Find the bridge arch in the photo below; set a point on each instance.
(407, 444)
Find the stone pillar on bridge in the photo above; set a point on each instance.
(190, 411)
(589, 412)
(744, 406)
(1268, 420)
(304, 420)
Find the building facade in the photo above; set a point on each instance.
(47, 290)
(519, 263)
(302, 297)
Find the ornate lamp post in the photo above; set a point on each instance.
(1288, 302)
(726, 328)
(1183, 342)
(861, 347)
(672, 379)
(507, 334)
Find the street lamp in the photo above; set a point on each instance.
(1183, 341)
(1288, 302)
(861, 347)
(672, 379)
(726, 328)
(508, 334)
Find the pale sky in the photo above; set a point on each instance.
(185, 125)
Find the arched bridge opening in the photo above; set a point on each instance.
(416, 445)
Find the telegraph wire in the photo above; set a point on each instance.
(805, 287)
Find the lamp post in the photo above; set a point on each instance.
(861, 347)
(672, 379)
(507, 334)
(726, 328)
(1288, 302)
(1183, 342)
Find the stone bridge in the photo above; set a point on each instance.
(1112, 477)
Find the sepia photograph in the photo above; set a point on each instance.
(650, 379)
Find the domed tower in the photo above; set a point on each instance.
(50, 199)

------------------------

_Task to complete_
Copy the line containing "Find the sepia" and every line after it, through the last line of the records. Include nothing else.

_Answer to this problem_
Find the sepia photograph in the photo above; set a point on each instance.
(650, 379)
Find the domed tower in the photo above; set a point on each instance.
(50, 199)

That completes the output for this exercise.